What is expected -> Pick out every line in the material below that contains the word "forest", and copy each of those lines in full.

Records for this task ->
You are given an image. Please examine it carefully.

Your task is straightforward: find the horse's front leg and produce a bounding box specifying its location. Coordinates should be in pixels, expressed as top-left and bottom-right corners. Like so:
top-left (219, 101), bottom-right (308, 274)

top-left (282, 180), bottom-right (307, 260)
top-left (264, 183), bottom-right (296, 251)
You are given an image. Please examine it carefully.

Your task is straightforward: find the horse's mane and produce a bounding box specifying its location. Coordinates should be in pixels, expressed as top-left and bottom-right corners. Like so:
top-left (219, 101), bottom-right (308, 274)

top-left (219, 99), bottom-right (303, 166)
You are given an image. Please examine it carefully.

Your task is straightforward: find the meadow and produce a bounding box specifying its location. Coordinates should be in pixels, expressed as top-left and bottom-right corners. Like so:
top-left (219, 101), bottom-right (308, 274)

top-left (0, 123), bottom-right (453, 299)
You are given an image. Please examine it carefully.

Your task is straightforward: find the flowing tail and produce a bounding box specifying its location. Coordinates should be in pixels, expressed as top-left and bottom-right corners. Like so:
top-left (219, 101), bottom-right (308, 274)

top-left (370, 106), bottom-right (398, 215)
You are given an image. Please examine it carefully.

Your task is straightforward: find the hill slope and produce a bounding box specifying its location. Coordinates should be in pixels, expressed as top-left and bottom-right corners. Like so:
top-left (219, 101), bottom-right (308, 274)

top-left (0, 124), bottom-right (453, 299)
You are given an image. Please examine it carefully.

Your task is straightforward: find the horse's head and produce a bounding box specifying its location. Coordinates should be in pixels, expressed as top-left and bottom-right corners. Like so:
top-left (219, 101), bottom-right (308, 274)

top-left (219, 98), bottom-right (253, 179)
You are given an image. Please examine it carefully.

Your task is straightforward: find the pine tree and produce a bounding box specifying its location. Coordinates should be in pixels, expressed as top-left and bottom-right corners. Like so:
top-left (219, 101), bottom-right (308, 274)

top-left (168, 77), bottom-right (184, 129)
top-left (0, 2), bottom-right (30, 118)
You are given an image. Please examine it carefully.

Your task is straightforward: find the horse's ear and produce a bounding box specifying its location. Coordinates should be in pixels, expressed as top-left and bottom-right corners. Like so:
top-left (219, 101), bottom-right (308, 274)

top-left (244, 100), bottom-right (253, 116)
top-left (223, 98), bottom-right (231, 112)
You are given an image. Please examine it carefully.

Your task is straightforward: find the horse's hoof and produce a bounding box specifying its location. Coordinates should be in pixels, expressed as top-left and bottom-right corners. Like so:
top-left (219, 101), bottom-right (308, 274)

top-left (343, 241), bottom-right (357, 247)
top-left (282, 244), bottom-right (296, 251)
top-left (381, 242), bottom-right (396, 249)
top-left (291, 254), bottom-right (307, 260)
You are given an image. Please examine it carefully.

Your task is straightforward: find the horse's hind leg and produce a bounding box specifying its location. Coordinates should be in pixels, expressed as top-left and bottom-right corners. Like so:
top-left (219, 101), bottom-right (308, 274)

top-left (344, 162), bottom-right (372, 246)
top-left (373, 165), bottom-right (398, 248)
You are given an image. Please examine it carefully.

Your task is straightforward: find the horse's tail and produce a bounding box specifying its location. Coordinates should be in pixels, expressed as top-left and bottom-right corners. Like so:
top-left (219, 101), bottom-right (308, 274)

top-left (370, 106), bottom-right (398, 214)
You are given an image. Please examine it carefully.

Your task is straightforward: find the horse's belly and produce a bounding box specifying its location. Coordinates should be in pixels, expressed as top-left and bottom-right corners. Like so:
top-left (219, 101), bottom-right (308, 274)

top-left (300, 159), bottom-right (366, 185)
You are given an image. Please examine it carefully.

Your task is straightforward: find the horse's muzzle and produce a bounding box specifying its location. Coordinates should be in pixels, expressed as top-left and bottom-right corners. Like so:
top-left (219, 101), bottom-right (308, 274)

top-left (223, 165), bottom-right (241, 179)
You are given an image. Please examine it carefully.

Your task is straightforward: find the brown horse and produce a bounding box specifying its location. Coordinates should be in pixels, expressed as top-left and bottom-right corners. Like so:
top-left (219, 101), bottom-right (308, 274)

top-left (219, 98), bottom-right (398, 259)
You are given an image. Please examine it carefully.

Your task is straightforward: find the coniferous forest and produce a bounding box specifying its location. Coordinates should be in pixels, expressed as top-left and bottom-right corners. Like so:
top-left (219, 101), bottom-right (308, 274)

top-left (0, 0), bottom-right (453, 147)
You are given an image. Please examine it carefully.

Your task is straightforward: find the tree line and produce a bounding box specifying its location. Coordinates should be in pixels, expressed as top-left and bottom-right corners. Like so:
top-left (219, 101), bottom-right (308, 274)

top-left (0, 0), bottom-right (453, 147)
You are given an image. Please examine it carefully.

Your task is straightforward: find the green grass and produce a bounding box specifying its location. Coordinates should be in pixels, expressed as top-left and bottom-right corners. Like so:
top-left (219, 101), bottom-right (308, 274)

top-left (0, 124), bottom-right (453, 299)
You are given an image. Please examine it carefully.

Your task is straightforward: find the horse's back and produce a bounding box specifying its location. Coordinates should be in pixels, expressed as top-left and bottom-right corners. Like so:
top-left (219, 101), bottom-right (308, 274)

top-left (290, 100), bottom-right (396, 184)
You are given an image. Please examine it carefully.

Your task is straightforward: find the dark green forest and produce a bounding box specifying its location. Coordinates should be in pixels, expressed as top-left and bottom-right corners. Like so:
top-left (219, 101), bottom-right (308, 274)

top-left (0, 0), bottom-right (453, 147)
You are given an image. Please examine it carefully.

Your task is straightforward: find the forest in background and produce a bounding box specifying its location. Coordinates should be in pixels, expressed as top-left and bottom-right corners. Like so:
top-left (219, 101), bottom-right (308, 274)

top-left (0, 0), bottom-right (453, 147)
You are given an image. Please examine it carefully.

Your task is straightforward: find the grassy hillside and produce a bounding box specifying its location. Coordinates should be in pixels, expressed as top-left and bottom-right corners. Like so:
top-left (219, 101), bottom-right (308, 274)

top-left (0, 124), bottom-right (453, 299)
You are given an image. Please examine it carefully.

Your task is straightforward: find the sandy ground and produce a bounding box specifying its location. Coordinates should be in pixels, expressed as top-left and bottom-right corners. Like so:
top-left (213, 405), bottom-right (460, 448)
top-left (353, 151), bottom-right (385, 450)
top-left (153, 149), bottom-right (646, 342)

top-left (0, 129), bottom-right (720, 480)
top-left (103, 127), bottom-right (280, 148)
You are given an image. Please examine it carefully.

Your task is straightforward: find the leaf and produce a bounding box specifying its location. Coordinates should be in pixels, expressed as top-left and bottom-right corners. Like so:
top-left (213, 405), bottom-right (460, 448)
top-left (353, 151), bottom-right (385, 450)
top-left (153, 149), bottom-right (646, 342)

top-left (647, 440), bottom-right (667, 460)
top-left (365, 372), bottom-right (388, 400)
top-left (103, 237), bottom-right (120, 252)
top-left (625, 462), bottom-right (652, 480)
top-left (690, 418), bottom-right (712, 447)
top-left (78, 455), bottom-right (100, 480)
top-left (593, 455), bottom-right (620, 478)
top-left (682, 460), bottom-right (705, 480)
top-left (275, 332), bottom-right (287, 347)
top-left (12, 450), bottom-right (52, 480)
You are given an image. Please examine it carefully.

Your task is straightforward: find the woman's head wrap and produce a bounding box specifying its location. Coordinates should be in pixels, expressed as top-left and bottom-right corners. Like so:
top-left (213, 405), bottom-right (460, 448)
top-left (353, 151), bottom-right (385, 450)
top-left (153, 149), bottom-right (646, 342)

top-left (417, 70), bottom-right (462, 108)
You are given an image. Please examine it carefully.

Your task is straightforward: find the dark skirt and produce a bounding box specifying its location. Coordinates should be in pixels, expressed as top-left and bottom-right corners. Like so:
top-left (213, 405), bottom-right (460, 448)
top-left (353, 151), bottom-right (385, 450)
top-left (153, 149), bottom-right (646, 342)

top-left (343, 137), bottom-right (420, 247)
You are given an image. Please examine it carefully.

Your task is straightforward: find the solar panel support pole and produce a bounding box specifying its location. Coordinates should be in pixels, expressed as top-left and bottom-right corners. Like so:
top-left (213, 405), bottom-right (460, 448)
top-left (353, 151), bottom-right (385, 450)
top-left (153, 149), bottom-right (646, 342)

Correct output ->
Your task is straightforward: find the coniferous forest and produce a bounding box specifying its location. Coordinates should be in pixels, expressed as top-left and bottom-right corners. Like so:
Your task is straightforward: find the dark green forest and produce a bounding box specifying its location. Coordinates should be in pixels, expressed as top-left and bottom-right corners. Like so:
Your task is straightforward: find the forest in background and produce a bounding box specifying its location. Coordinates should be in pixels, expressed as top-left and bottom-right corners. Like so:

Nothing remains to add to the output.